* [INSTRUCTIONS TO FOLLOW] Whenever a line in the data holds the string "dark", copy that line.

* [Photo-based referring expression data]
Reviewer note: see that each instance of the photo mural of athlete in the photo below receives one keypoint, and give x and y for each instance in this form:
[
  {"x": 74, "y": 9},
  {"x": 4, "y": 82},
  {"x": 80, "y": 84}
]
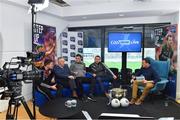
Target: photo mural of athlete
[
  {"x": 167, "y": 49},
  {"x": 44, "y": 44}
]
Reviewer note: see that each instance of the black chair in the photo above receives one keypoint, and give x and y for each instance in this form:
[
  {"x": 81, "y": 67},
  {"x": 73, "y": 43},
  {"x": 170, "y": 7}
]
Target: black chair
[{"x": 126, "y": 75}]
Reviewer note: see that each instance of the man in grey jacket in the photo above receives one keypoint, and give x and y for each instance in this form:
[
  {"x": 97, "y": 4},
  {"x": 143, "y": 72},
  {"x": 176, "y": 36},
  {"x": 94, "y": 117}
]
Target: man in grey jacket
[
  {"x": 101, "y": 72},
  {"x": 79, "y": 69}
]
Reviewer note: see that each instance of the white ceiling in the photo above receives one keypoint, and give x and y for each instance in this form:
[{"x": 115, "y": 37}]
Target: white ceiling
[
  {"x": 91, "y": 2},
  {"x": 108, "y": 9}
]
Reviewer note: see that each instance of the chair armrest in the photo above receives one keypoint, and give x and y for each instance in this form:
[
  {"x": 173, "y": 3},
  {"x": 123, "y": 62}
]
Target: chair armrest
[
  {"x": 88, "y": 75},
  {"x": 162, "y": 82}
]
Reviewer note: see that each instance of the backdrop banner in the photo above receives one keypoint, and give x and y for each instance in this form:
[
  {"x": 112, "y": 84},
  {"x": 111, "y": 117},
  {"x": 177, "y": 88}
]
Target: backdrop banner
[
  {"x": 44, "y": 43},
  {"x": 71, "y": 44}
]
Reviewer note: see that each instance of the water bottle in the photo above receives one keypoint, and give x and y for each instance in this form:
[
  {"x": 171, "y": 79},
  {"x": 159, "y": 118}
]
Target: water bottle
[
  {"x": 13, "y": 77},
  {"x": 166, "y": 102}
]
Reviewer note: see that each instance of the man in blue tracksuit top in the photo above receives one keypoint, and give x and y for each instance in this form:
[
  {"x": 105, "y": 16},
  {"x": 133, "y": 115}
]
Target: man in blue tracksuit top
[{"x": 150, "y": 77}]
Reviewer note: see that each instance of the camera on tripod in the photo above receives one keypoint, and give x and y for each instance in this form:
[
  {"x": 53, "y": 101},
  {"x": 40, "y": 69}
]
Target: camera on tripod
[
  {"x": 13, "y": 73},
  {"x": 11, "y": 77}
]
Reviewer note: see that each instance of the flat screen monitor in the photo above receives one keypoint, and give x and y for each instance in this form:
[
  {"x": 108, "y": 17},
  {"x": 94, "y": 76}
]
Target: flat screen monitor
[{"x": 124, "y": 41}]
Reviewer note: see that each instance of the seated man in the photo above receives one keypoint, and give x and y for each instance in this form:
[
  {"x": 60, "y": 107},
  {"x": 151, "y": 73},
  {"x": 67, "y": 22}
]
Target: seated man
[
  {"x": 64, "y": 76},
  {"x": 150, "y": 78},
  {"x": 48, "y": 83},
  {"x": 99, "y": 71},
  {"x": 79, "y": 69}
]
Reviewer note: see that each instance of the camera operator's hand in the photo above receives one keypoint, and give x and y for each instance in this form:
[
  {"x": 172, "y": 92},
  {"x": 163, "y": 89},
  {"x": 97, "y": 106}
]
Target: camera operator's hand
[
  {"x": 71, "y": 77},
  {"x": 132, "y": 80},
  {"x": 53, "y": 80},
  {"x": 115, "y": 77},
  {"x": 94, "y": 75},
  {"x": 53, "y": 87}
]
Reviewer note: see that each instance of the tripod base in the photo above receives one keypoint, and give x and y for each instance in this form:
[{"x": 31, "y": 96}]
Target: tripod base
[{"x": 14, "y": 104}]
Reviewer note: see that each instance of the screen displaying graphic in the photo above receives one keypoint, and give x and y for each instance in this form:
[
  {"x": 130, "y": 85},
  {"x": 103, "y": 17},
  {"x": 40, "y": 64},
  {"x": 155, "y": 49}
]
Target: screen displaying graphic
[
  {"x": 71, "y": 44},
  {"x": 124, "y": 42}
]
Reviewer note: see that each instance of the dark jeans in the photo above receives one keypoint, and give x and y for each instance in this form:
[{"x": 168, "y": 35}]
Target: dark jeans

* [SOLUTION TO THIS PROBLEM]
Reviewer note: see that each instance of the dark jeans in the photo above receives one keypoint, and give x and y for each instance in this form:
Target: dark jeans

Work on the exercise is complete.